Dataset items:

• • •

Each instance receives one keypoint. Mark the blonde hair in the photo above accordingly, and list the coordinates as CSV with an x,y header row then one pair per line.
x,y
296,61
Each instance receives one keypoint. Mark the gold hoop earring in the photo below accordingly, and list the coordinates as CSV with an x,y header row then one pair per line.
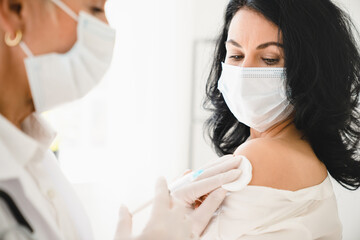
x,y
13,42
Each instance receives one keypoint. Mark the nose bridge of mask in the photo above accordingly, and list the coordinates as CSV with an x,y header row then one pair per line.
x,y
66,9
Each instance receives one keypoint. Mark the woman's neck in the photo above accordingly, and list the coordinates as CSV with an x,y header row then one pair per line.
x,y
15,96
274,131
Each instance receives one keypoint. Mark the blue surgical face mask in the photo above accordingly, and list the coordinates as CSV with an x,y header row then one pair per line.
x,y
255,96
60,78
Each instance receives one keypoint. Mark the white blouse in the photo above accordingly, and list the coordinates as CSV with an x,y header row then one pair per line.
x,y
257,212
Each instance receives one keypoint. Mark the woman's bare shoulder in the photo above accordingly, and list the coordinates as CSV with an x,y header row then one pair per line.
x,y
282,165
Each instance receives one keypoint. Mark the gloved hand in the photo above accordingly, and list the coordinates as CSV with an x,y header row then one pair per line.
x,y
167,222
215,174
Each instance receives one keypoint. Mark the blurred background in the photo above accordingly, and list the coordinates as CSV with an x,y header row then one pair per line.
x,y
146,119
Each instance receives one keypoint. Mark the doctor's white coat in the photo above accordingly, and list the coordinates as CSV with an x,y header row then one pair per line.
x,y
30,174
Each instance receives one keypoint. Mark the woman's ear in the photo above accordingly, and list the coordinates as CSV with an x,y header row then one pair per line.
x,y
11,16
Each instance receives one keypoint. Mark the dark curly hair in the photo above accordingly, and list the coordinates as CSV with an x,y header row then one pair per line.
x,y
322,62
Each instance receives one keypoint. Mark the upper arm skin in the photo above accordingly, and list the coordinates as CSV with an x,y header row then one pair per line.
x,y
276,165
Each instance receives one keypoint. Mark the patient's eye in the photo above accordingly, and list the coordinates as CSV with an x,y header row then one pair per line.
x,y
271,61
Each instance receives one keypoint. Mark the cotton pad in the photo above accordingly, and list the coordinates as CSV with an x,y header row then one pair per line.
x,y
244,179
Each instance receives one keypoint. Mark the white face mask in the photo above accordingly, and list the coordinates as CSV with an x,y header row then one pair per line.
x,y
60,78
256,96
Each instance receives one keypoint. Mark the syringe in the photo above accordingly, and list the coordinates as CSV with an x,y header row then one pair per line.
x,y
173,187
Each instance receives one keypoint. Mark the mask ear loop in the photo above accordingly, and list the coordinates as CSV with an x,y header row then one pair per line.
x,y
66,9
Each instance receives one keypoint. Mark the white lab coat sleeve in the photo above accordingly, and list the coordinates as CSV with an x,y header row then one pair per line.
x,y
7,221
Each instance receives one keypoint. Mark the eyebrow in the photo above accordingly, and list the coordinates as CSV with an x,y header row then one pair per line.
x,y
261,46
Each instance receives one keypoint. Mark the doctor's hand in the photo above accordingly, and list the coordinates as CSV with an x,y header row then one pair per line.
x,y
208,186
168,220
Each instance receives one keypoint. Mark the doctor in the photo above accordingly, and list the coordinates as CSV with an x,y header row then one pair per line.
x,y
53,52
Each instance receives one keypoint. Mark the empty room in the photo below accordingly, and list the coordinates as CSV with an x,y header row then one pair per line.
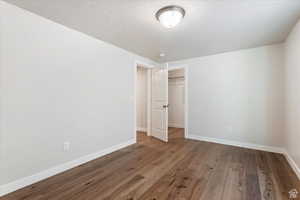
x,y
150,100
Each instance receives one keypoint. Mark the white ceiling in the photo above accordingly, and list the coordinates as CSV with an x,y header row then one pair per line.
x,y
209,27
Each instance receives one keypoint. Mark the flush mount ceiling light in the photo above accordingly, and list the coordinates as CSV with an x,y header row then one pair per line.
x,y
170,16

• • •

▶ **Work instructions**: Skip the pictures and write out exactly the lines from the line containing "Each instance receives one keypoint. Mark the cotton" through the end of the listing above.

▶ **Task response**:
Each instance receives one keypoint. Mark the cotton pad in the photo above accordingly, and list the coordinates as CSV with an x,y header row then one pair per line.
x,y
244,179
Each instance receives one keypoint. Mark the white face mask in the photo above accordingly, and list the coordinates as CSV with an x,y header row then one pair per line.
x,y
60,78
256,96
Each instance receives one keypoint. Mark the syringe in the photo above accordingly, and list the coordinates as CSV with an x,y header row then one pair per line.
x,y
173,187
Each instance receives one keypoint. Mark the mask ear loop in the photo above accordingly, and list the coordinates as CSV with an x,y header row then one pair per line.
x,y
66,9
Each instance receives one keypoint. Mark the white lab coat sleeve in the photo above accordingly, and list the coordinates as CSV with an x,y header row then one pair per line.
x,y
7,221
Each instance receives one keypoint. Mark the eyebrow in the photo above accordingly, and list the coordinates as CSV with an x,y header row then one pair per line.
x,y
261,46
Each instance receives one keypoint. Mark the doctor's hand in the photo above accordingly, and list the coordinates as CSV with an x,y header row then one pair per line.
x,y
208,186
168,220
Each instance receives one keypoint. Mark the doctor in the photo above accordingly, and list the coordinates as CSV with an x,y header row then one pair per line.
x,y
53,52
Each instance receives one keypoint. Mark the empty room in the photo below accordingly, and list the coordinates as CSV with an x,y header row then one pair per line.
x,y
150,100
Each instance receives one keypoint. Mark the white ceiling in the photo above accordingly, and list the coordinates as CSV with an x,y header row then one pair per line.
x,y
209,27
Each instance receives one keypoint. Mark the flush mount ceiling light in the photo above accordingly, and list the coordinates as CSV with an x,y header row then one pair per line.
x,y
170,16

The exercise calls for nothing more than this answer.